Saved entries:
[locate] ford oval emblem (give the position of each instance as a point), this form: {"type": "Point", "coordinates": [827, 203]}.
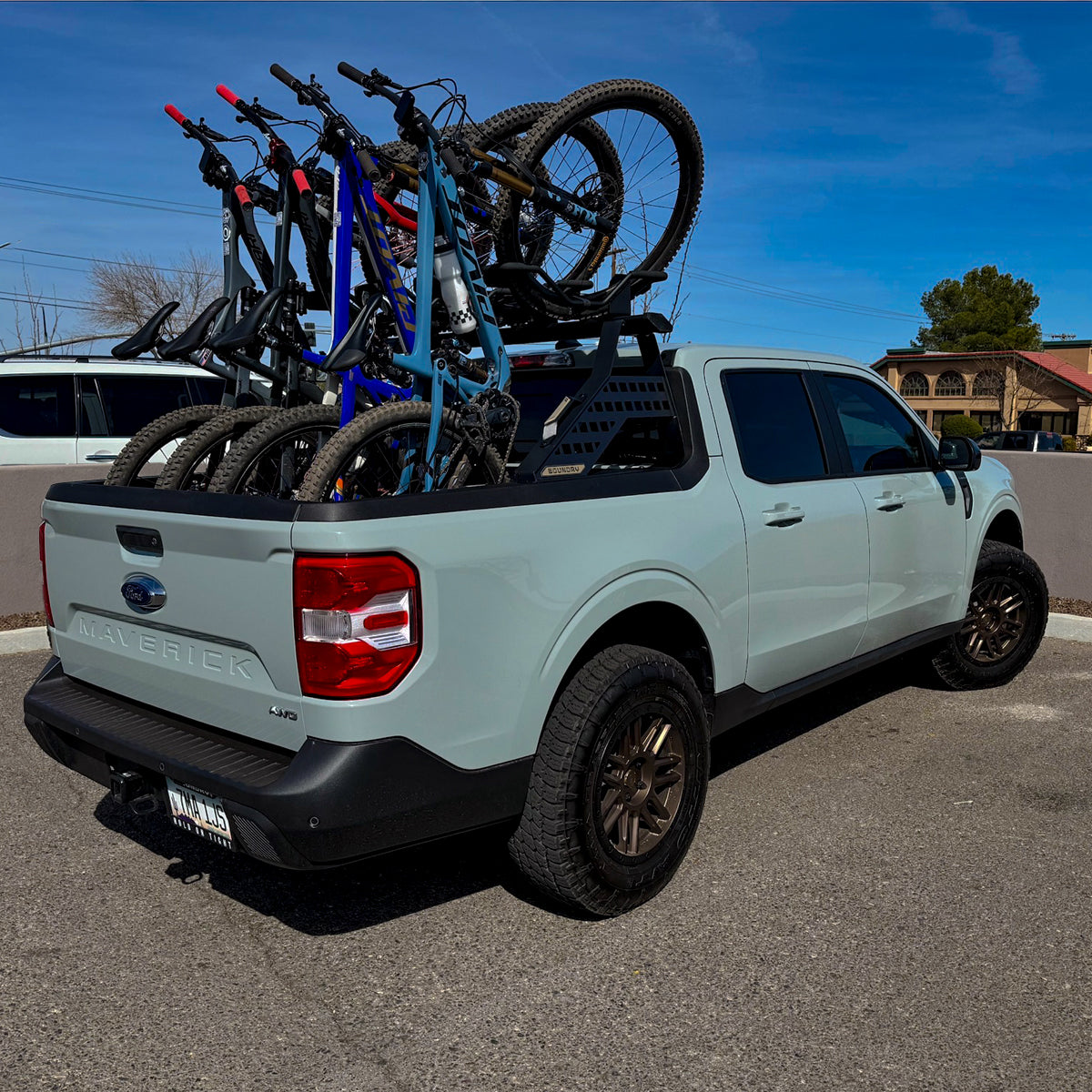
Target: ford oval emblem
{"type": "Point", "coordinates": [143, 593]}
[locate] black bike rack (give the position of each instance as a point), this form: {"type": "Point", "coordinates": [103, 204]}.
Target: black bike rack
{"type": "Point", "coordinates": [580, 430]}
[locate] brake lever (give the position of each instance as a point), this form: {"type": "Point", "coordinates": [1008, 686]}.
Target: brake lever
{"type": "Point", "coordinates": [210, 132]}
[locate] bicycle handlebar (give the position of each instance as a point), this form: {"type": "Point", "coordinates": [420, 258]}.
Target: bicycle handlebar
{"type": "Point", "coordinates": [287, 77]}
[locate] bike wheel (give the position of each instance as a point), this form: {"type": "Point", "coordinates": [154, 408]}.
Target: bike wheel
{"type": "Point", "coordinates": [147, 446]}
{"type": "Point", "coordinates": [381, 453]}
{"type": "Point", "coordinates": [273, 457]}
{"type": "Point", "coordinates": [196, 461]}
{"type": "Point", "coordinates": [662, 170]}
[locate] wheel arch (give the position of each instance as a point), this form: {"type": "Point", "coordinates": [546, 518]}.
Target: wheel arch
{"type": "Point", "coordinates": [1005, 527]}
{"type": "Point", "coordinates": [658, 610]}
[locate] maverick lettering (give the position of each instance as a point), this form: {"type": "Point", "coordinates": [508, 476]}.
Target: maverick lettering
{"type": "Point", "coordinates": [165, 648]}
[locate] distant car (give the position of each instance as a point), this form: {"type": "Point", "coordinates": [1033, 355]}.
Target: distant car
{"type": "Point", "coordinates": [76, 410]}
{"type": "Point", "coordinates": [1022, 440]}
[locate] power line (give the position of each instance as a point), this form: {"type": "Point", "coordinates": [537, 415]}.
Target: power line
{"type": "Point", "coordinates": [23, 299]}
{"type": "Point", "coordinates": [147, 205]}
{"type": "Point", "coordinates": [101, 261]}
{"type": "Point", "coordinates": [791, 295]}
{"type": "Point", "coordinates": [105, 194]}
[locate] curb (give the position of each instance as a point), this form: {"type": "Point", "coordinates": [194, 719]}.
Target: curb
{"type": "Point", "coordinates": [35, 639]}
{"type": "Point", "coordinates": [1069, 627]}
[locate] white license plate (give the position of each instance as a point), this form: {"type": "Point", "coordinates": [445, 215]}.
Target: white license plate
{"type": "Point", "coordinates": [201, 814]}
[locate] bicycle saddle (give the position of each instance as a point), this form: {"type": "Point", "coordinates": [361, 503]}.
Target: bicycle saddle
{"type": "Point", "coordinates": [147, 338]}
{"type": "Point", "coordinates": [243, 333]}
{"type": "Point", "coordinates": [192, 339]}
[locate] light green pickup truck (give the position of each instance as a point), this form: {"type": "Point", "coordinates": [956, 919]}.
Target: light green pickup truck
{"type": "Point", "coordinates": [311, 683]}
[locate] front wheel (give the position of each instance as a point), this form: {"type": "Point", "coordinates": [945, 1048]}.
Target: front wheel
{"type": "Point", "coordinates": [1005, 622]}
{"type": "Point", "coordinates": [618, 784]}
{"type": "Point", "coordinates": [381, 453]}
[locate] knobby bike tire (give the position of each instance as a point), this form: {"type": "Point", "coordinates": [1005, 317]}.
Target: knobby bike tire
{"type": "Point", "coordinates": [210, 441]}
{"type": "Point", "coordinates": [371, 436]}
{"type": "Point", "coordinates": [254, 465]}
{"type": "Point", "coordinates": [583, 105]}
{"type": "Point", "coordinates": [136, 456]}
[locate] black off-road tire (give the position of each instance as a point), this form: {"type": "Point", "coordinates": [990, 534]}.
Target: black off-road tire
{"type": "Point", "coordinates": [211, 441]}
{"type": "Point", "coordinates": [1016, 573]}
{"type": "Point", "coordinates": [177, 425]}
{"type": "Point", "coordinates": [372, 429]}
{"type": "Point", "coordinates": [238, 470]}
{"type": "Point", "coordinates": [560, 844]}
{"type": "Point", "coordinates": [582, 106]}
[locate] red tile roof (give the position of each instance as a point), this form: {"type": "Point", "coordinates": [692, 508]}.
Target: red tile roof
{"type": "Point", "coordinates": [1046, 360]}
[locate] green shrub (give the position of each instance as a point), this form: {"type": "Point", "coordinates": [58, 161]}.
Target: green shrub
{"type": "Point", "coordinates": [961, 425]}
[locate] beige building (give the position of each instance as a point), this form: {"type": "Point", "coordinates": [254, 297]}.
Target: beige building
{"type": "Point", "coordinates": [1002, 390]}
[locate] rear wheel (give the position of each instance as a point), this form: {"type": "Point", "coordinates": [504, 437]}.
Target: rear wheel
{"type": "Point", "coordinates": [272, 458]}
{"type": "Point", "coordinates": [618, 784]}
{"type": "Point", "coordinates": [381, 453]}
{"type": "Point", "coordinates": [662, 173]}
{"type": "Point", "coordinates": [1006, 618]}
{"type": "Point", "coordinates": [147, 447]}
{"type": "Point", "coordinates": [196, 461]}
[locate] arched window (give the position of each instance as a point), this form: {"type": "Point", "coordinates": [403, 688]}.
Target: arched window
{"type": "Point", "coordinates": [915, 386]}
{"type": "Point", "coordinates": [951, 383]}
{"type": "Point", "coordinates": [988, 385]}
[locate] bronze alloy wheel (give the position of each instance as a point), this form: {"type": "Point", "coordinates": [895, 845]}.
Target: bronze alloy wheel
{"type": "Point", "coordinates": [642, 784]}
{"type": "Point", "coordinates": [996, 621]}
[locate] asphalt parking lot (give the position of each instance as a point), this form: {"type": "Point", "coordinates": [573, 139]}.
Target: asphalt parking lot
{"type": "Point", "coordinates": [889, 890]}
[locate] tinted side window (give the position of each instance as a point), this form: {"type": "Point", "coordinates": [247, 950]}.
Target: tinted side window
{"type": "Point", "coordinates": [774, 425]}
{"type": "Point", "coordinates": [37, 405]}
{"type": "Point", "coordinates": [880, 437]}
{"type": "Point", "coordinates": [131, 402]}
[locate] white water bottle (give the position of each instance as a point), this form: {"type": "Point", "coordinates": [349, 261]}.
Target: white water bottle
{"type": "Point", "coordinates": [453, 288]}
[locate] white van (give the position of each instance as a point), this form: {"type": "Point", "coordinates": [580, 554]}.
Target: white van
{"type": "Point", "coordinates": [85, 409]}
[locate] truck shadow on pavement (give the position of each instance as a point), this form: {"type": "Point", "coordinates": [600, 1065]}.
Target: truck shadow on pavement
{"type": "Point", "coordinates": [358, 896]}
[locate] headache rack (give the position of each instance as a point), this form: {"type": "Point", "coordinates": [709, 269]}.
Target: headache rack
{"type": "Point", "coordinates": [577, 435]}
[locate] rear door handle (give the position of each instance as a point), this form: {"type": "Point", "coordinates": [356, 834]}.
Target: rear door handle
{"type": "Point", "coordinates": [782, 516]}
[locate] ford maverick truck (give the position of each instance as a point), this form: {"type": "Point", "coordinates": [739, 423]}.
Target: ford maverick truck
{"type": "Point", "coordinates": [312, 683]}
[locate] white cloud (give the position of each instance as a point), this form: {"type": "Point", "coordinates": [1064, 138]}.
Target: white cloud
{"type": "Point", "coordinates": [1007, 64]}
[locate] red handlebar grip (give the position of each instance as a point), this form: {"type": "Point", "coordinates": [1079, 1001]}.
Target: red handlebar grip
{"type": "Point", "coordinates": [301, 184]}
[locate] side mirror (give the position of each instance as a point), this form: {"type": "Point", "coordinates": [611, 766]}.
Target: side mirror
{"type": "Point", "coordinates": [960, 453]}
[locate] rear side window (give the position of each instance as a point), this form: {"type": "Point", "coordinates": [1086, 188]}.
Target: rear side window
{"type": "Point", "coordinates": [37, 405]}
{"type": "Point", "coordinates": [774, 425]}
{"type": "Point", "coordinates": [880, 437]}
{"type": "Point", "coordinates": [131, 402]}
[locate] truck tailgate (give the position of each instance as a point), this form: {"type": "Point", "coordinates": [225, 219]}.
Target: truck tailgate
{"type": "Point", "coordinates": [219, 650]}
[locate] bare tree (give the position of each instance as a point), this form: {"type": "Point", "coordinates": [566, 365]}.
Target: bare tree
{"type": "Point", "coordinates": [36, 317]}
{"type": "Point", "coordinates": [1015, 385]}
{"type": "Point", "coordinates": [126, 293]}
{"type": "Point", "coordinates": [678, 300]}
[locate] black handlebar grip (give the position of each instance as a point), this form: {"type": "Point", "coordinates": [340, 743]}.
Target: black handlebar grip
{"type": "Point", "coordinates": [355, 75]}
{"type": "Point", "coordinates": [287, 77]}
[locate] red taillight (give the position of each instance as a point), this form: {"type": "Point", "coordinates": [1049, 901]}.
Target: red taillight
{"type": "Point", "coordinates": [358, 623]}
{"type": "Point", "coordinates": [45, 582]}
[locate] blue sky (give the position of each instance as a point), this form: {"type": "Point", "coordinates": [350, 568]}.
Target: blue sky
{"type": "Point", "coordinates": [854, 152]}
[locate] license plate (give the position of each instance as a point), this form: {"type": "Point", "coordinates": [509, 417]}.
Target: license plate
{"type": "Point", "coordinates": [201, 814]}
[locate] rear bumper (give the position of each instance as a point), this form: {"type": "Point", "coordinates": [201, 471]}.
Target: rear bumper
{"type": "Point", "coordinates": [325, 805]}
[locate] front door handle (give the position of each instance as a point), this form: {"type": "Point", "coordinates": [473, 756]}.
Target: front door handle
{"type": "Point", "coordinates": [782, 516]}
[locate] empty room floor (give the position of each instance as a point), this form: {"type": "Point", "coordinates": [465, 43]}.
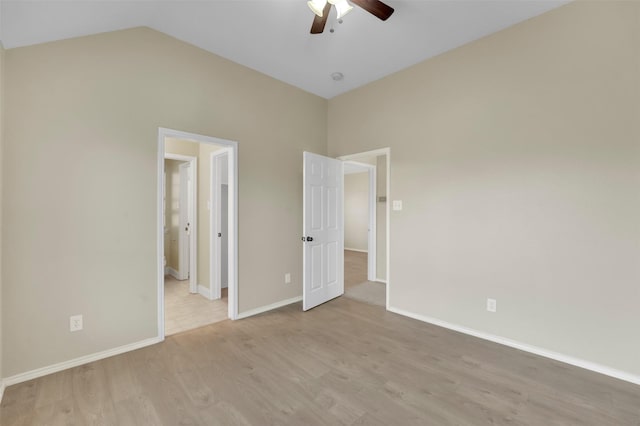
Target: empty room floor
{"type": "Point", "coordinates": [342, 363]}
{"type": "Point", "coordinates": [356, 285]}
{"type": "Point", "coordinates": [185, 311]}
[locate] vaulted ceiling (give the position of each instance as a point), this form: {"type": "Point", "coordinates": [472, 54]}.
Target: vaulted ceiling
{"type": "Point", "coordinates": [272, 36]}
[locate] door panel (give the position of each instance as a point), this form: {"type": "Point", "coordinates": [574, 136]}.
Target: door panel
{"type": "Point", "coordinates": [323, 251]}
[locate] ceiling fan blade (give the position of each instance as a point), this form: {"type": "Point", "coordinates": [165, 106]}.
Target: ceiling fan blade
{"type": "Point", "coordinates": [375, 7]}
{"type": "Point", "coordinates": [318, 23]}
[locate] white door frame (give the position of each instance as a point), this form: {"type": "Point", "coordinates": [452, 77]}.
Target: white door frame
{"type": "Point", "coordinates": [233, 218]}
{"type": "Point", "coordinates": [193, 231]}
{"type": "Point", "coordinates": [377, 153]}
{"type": "Point", "coordinates": [371, 234]}
{"type": "Point", "coordinates": [215, 253]}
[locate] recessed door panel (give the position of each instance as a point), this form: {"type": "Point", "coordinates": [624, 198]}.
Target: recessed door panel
{"type": "Point", "coordinates": [323, 232]}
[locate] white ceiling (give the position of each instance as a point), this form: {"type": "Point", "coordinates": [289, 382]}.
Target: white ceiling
{"type": "Point", "coordinates": [272, 36]}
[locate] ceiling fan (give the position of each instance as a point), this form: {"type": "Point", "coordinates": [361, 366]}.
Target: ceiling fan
{"type": "Point", "coordinates": [322, 7]}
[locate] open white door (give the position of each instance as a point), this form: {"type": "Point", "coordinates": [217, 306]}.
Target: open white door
{"type": "Point", "coordinates": [323, 230]}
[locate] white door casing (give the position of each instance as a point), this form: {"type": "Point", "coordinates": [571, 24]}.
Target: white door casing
{"type": "Point", "coordinates": [323, 230]}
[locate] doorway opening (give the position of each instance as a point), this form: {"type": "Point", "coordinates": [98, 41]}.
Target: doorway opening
{"type": "Point", "coordinates": [197, 230]}
{"type": "Point", "coordinates": [366, 189]}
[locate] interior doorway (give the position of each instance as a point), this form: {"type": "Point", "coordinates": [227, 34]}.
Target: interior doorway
{"type": "Point", "coordinates": [197, 230]}
{"type": "Point", "coordinates": [368, 172]}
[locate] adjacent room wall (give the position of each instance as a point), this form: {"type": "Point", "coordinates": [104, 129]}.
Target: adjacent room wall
{"type": "Point", "coordinates": [172, 234]}
{"type": "Point", "coordinates": [356, 211]}
{"type": "Point", "coordinates": [1, 206]}
{"type": "Point", "coordinates": [516, 158]}
{"type": "Point", "coordinates": [82, 237]}
{"type": "Point", "coordinates": [381, 218]}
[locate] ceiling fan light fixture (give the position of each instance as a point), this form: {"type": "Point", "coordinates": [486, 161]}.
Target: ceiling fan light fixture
{"type": "Point", "coordinates": [317, 6]}
{"type": "Point", "coordinates": [342, 7]}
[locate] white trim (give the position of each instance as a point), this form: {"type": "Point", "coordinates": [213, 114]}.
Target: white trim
{"type": "Point", "coordinates": [39, 372]}
{"type": "Point", "coordinates": [588, 365]}
{"type": "Point", "coordinates": [233, 222]}
{"type": "Point", "coordinates": [377, 153]}
{"type": "Point", "coordinates": [170, 271]}
{"type": "Point", "coordinates": [204, 291]}
{"type": "Point", "coordinates": [270, 307]}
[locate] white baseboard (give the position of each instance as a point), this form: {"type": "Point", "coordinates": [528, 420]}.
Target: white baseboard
{"type": "Point", "coordinates": [39, 372]}
{"type": "Point", "coordinates": [170, 271]}
{"type": "Point", "coordinates": [205, 292]}
{"type": "Point", "coordinates": [358, 250]}
{"type": "Point", "coordinates": [588, 365]}
{"type": "Point", "coordinates": [266, 308]}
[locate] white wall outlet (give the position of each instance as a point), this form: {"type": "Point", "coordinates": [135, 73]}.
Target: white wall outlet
{"type": "Point", "coordinates": [75, 323]}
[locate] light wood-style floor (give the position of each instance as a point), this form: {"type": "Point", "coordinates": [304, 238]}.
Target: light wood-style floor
{"type": "Point", "coordinates": [356, 285]}
{"type": "Point", "coordinates": [342, 363]}
{"type": "Point", "coordinates": [186, 311]}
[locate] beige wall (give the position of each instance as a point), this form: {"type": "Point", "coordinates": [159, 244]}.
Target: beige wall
{"type": "Point", "coordinates": [83, 236]}
{"type": "Point", "coordinates": [356, 211]}
{"type": "Point", "coordinates": [516, 158]}
{"type": "Point", "coordinates": [381, 218]}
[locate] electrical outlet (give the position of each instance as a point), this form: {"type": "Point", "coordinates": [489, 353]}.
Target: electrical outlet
{"type": "Point", "coordinates": [75, 323]}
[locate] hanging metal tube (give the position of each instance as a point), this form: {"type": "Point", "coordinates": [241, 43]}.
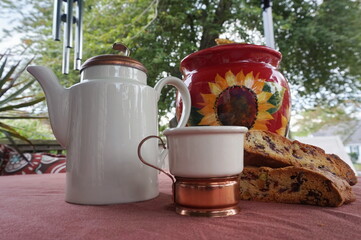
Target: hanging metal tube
{"type": "Point", "coordinates": [78, 35]}
{"type": "Point", "coordinates": [69, 23]}
{"type": "Point", "coordinates": [57, 19]}
{"type": "Point", "coordinates": [268, 22]}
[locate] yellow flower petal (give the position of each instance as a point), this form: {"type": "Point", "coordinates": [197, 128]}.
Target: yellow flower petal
{"type": "Point", "coordinates": [265, 106]}
{"type": "Point", "coordinates": [240, 78]}
{"type": "Point", "coordinates": [258, 86]}
{"type": "Point", "coordinates": [215, 88]}
{"type": "Point", "coordinates": [231, 79]}
{"type": "Point", "coordinates": [264, 116]}
{"type": "Point", "coordinates": [263, 97]}
{"type": "Point", "coordinates": [221, 82]}
{"type": "Point", "coordinates": [249, 80]}
{"type": "Point", "coordinates": [208, 99]}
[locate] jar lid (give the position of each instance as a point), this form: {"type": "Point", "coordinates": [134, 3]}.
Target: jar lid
{"type": "Point", "coordinates": [113, 59]}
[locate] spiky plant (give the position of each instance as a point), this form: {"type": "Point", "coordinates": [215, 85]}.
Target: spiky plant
{"type": "Point", "coordinates": [15, 93]}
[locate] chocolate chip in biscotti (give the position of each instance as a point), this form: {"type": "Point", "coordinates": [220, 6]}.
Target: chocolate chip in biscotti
{"type": "Point", "coordinates": [263, 148]}
{"type": "Point", "coordinates": [296, 185]}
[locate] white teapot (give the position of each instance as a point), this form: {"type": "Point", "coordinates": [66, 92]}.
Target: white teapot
{"type": "Point", "coordinates": [100, 122]}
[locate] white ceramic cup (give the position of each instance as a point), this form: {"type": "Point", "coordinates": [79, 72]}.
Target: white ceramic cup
{"type": "Point", "coordinates": [204, 152]}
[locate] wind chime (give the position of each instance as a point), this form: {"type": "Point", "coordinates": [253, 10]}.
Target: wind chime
{"type": "Point", "coordinates": [268, 23]}
{"type": "Point", "coordinates": [68, 19]}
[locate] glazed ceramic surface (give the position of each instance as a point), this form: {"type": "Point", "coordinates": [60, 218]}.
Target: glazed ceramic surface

* [TASK INSTRUCTIONS]: Each line from the first line of the data above through the one containing "[locate] power line" must be set down exactly; the pictures must not be.

* [EXPECTED ANSWER]:
[locate] ford oval emblem (give the position of each instance as a point), this form: {"type": "Point", "coordinates": [827, 203]}.
Target: ford oval emblem
{"type": "Point", "coordinates": [143, 593]}
[locate] black bike rack (give the position of each instance as a point), this form: {"type": "Point", "coordinates": [103, 204]}.
Target: black bike rack
{"type": "Point", "coordinates": [580, 430]}
[locate] brake lever (give the position of each instance as a point), this form: {"type": "Point", "coordinates": [1008, 686]}.
Target: brake lever
{"type": "Point", "coordinates": [210, 132]}
[locate] bicycle handlebar (give the position of each instance as a point), this form: {"type": "Point", "coordinates": [420, 258]}.
Target: bicycle handlebar
{"type": "Point", "coordinates": [287, 77]}
[locate] bike wheel (give the position of each instance as a point), this form: {"type": "Point", "coordinates": [154, 408]}.
Target: bike wheel
{"type": "Point", "coordinates": [147, 446]}
{"type": "Point", "coordinates": [381, 453]}
{"type": "Point", "coordinates": [273, 457]}
{"type": "Point", "coordinates": [196, 461]}
{"type": "Point", "coordinates": [662, 170]}
[locate] wheel arch (give the position of each instance as a point), this form: {"type": "Point", "coordinates": [546, 518]}.
Target: wheel arch
{"type": "Point", "coordinates": [1005, 527]}
{"type": "Point", "coordinates": [658, 610]}
[locate] maverick lettering (give the position of each instance as a point), this form: {"type": "Point", "coordinates": [508, 476]}.
Target: maverick lettering
{"type": "Point", "coordinates": [165, 648]}
[locate] distant car (give the position of each instance as a point), this form: {"type": "Point", "coordinates": [1033, 355]}.
Target: distant car
{"type": "Point", "coordinates": [76, 410]}
{"type": "Point", "coordinates": [1022, 440]}
[locate] power line (give the position of each instance as a point), this form: {"type": "Point", "coordinates": [537, 415]}.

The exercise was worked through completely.